►
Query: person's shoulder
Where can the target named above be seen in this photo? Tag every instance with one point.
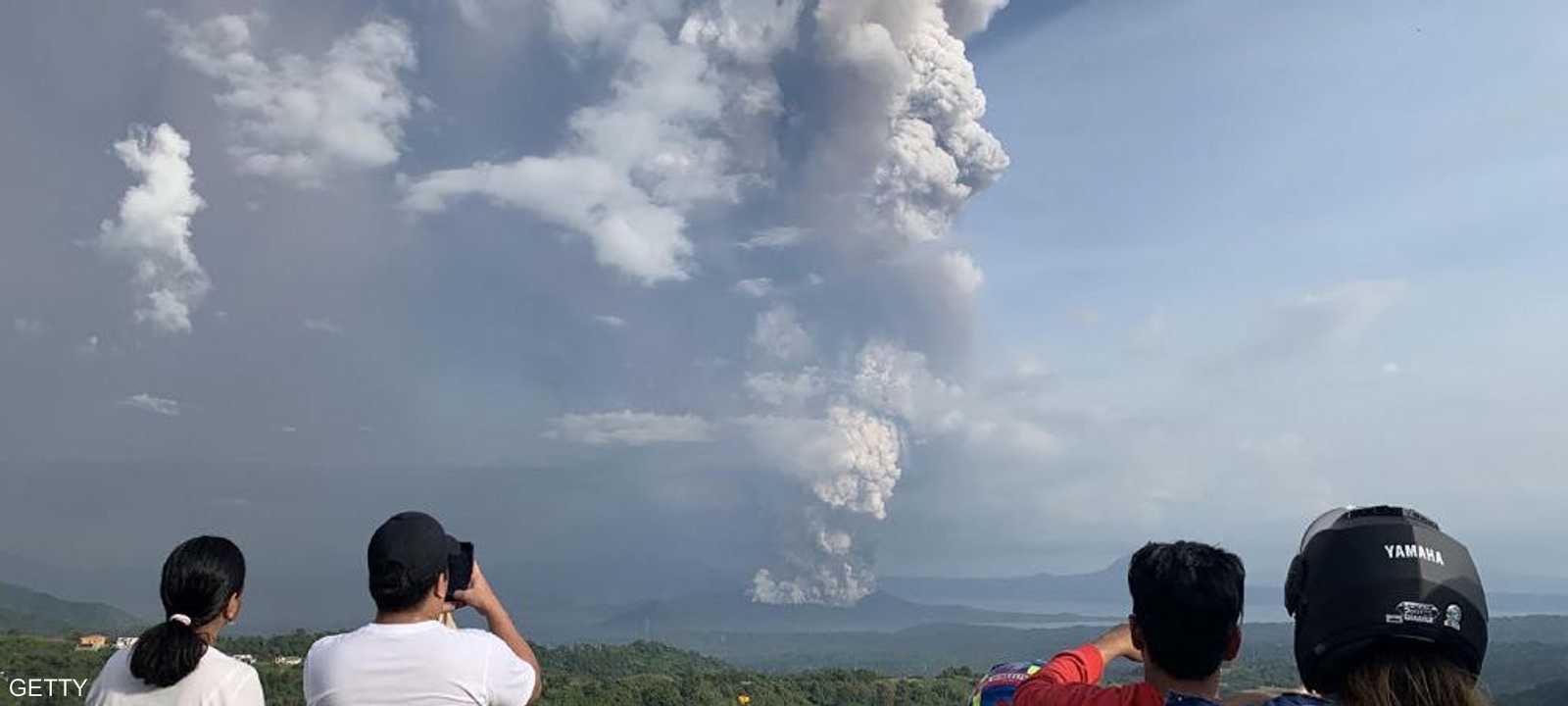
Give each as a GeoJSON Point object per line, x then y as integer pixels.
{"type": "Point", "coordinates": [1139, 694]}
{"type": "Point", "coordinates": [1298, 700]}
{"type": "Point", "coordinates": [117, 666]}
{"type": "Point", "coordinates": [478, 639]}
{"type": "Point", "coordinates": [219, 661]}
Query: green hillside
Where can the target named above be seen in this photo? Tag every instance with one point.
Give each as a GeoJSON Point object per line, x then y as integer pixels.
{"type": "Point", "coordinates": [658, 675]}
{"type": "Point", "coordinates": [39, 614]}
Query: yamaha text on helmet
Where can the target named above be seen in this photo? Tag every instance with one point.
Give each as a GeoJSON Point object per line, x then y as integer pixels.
◄
Instructions for the task:
Reproduce the listing with "photo" substituted by "image" in every place it occurs, leaving everything else unchanged. Omit the pictures from your answer.

Complete answer:
Query: person's shoulder
Where can the target named above be seen in this image? Tag every instance with one point.
Give each as a GeoJSON Point object per line, x then y as integer pixels.
{"type": "Point", "coordinates": [1139, 694]}
{"type": "Point", "coordinates": [1298, 700]}
{"type": "Point", "coordinates": [117, 666]}
{"type": "Point", "coordinates": [478, 639]}
{"type": "Point", "coordinates": [219, 661]}
Query: green hillside
Where can the target named above be seen in this image? Tag every instance with one point.
Give each as a GeoJSON Point object per line, x then y as integer pixels.
{"type": "Point", "coordinates": [658, 675]}
{"type": "Point", "coordinates": [39, 614]}
Query: yamaha text on helmet
Where can the target named above be seen in this image? Tag every instance with one point.
Give each as a GeoJSON Point object per line, x then y as integer pixels.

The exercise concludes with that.